**PROBLEM DESCRIPTION**
Print, in exact form, the lines below from the one containing "An <instance> block describes" through the one containing "box: [123, 230, 145, 258]", and omit all others.

**THE INPUT**

——

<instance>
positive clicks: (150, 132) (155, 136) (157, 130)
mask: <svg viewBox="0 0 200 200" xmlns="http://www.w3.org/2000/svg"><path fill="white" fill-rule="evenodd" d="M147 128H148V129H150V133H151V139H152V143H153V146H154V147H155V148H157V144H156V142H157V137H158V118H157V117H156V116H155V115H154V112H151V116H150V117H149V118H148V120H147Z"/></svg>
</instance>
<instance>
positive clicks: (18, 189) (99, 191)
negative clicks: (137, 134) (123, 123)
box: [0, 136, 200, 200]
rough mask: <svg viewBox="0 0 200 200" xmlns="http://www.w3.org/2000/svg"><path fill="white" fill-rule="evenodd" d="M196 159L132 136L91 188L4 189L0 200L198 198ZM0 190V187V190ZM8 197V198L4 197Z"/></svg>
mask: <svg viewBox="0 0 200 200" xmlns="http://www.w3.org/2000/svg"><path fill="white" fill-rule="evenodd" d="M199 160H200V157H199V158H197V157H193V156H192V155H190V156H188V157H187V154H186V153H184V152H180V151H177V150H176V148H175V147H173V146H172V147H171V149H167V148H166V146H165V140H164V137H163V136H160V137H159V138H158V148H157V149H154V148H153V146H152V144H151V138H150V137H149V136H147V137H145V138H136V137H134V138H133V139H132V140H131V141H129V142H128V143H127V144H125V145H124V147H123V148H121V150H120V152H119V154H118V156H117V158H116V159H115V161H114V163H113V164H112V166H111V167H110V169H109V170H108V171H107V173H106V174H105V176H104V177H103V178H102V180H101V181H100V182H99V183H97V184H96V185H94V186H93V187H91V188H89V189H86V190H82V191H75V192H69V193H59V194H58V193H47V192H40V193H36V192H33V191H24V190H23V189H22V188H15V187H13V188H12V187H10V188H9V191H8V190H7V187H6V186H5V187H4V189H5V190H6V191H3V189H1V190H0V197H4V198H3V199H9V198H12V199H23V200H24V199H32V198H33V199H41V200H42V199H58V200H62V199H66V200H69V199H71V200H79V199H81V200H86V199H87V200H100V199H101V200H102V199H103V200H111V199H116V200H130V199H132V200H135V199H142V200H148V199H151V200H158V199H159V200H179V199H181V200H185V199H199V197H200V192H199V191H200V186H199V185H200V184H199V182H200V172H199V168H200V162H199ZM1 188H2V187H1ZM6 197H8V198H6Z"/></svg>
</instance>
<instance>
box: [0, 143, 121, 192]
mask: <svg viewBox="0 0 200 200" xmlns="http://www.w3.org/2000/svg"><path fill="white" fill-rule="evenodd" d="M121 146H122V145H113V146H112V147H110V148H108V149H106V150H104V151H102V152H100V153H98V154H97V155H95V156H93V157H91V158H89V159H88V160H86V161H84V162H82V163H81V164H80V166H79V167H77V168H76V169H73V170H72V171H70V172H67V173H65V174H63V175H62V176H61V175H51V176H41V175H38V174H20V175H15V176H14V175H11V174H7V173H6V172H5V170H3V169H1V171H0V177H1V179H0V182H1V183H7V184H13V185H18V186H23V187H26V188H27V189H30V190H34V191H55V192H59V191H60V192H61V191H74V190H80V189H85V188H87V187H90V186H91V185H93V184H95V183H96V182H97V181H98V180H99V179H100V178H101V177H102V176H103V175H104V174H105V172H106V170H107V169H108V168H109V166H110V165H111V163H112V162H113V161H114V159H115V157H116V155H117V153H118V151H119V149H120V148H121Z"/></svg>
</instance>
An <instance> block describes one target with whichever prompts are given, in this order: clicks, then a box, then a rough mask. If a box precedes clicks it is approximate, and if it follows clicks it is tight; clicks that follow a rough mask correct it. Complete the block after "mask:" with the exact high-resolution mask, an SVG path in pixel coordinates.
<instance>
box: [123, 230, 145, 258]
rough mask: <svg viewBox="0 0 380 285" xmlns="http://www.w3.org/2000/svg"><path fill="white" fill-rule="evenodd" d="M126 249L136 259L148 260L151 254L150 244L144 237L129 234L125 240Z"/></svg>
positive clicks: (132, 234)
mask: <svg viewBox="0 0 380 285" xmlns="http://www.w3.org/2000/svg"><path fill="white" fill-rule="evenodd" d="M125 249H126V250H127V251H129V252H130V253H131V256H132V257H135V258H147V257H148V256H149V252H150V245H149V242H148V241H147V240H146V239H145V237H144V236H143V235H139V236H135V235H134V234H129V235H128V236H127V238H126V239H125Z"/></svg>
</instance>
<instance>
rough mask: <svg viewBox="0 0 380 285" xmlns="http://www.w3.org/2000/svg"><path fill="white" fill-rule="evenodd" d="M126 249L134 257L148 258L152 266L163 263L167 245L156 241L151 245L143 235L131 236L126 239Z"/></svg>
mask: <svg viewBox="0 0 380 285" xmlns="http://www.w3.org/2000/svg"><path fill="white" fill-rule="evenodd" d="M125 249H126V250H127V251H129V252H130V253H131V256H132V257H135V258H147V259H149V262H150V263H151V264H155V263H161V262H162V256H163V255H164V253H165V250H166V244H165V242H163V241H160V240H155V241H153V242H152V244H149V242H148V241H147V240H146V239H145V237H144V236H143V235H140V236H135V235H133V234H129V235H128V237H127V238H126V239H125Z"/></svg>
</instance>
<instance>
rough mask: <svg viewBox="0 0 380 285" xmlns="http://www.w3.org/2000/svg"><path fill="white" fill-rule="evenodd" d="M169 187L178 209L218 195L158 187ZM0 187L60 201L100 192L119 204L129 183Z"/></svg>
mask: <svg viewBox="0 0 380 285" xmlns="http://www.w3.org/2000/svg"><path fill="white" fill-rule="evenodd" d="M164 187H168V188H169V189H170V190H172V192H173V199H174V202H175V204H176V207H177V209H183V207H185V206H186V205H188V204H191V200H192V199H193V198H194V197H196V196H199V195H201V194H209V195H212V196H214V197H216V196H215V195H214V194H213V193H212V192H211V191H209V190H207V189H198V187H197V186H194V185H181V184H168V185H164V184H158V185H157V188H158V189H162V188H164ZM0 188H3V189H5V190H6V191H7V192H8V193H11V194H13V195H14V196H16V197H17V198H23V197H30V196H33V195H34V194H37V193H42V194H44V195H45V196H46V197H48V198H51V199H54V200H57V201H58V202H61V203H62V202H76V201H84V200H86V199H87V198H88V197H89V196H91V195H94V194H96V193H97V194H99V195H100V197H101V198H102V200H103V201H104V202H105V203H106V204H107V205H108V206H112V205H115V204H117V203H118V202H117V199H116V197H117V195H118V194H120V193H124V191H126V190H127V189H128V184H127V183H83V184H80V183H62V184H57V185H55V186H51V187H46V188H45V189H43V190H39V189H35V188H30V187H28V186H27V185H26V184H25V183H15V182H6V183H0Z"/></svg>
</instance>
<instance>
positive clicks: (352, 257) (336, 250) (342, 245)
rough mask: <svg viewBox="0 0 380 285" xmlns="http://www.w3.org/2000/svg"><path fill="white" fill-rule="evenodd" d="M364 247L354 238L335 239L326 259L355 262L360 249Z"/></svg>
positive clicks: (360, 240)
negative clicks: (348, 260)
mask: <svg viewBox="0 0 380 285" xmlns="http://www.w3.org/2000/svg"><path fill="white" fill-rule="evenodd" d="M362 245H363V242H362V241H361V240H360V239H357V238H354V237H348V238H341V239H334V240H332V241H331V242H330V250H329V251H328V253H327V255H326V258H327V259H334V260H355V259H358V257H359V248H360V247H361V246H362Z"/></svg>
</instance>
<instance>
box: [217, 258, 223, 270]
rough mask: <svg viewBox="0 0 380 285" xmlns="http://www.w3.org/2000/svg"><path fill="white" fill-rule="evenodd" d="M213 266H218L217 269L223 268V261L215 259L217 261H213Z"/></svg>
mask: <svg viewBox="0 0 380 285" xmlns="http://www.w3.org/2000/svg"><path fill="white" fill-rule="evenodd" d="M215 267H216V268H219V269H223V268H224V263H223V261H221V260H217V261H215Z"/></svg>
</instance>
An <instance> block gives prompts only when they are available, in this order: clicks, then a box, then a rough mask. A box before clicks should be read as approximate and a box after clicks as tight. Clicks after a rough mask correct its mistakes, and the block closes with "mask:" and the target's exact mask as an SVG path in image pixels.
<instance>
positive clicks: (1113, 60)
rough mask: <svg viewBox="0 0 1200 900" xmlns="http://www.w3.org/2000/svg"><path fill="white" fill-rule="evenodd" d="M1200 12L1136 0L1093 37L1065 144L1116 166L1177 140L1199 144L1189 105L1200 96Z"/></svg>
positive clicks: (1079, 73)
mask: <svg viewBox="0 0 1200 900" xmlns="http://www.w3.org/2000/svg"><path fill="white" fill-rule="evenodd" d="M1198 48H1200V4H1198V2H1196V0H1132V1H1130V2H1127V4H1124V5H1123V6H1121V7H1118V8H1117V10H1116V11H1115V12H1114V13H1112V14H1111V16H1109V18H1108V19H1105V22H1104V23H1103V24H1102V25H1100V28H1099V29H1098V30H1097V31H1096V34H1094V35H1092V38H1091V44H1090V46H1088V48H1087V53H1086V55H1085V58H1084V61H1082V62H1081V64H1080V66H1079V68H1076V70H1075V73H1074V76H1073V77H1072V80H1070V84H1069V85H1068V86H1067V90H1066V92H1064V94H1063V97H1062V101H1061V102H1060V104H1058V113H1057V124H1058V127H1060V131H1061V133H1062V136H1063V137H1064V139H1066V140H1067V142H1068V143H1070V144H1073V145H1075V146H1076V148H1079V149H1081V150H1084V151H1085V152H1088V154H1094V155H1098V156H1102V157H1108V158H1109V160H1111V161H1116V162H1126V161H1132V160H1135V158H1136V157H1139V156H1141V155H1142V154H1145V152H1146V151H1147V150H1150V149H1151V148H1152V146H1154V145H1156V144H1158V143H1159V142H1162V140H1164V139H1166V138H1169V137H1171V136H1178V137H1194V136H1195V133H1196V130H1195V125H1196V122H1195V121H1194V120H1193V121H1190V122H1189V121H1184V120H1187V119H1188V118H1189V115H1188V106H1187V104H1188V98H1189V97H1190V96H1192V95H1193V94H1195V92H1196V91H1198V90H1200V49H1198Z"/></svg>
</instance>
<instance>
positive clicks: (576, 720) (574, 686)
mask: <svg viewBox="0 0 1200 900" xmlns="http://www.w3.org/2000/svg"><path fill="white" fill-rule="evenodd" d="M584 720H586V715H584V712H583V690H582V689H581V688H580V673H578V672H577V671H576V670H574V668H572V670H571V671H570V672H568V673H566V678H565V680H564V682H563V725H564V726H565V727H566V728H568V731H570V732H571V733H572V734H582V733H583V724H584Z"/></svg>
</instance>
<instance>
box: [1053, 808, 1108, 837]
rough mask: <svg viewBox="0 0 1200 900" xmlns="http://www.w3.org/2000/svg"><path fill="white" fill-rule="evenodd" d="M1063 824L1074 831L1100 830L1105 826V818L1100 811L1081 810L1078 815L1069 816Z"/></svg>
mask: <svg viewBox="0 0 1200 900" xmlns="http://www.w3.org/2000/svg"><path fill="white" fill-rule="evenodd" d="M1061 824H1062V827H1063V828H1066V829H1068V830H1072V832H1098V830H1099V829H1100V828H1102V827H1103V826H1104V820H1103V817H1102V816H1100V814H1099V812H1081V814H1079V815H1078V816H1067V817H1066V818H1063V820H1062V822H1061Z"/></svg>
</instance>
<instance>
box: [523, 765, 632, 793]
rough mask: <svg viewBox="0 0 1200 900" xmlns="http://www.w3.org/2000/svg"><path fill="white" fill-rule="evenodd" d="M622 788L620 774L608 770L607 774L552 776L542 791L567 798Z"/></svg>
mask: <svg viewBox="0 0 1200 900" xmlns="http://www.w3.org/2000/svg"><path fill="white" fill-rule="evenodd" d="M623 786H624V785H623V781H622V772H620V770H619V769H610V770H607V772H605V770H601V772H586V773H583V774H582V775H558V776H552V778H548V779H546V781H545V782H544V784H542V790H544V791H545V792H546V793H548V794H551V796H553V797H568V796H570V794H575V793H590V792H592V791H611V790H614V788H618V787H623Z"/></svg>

——

**RESULT FOR THIS TASK**
An <instance> block describes one target with whichever prompts are given, in this order: clicks, then a box, then a rough mask. If a box precedes clicks it is approximate, and if it follows clicks it is tight; clicks that follow a rough mask correct it. Complete the block after "mask:" with the exact high-resolution mask, an SVG path in pixel coordinates.
<instance>
box: [123, 230, 145, 258]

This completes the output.